Objective
Count the rows below that contain the string "dark". Report only the number.

[START Record list]

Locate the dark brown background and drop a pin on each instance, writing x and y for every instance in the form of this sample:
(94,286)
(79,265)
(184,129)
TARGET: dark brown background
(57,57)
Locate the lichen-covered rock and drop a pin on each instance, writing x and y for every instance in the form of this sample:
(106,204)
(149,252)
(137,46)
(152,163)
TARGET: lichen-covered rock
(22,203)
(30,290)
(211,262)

[END Record list]
[START Record list]

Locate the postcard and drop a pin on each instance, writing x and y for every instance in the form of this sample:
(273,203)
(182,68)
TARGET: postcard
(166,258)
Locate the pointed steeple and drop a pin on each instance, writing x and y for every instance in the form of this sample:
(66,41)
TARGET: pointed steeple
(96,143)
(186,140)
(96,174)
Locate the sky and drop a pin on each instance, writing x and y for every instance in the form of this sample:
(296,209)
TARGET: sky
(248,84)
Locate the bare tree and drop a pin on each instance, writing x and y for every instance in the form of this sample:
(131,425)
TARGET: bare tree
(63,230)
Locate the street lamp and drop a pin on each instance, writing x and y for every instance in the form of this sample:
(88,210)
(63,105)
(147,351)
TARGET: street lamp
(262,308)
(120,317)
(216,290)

[END Record list]

Correct result
2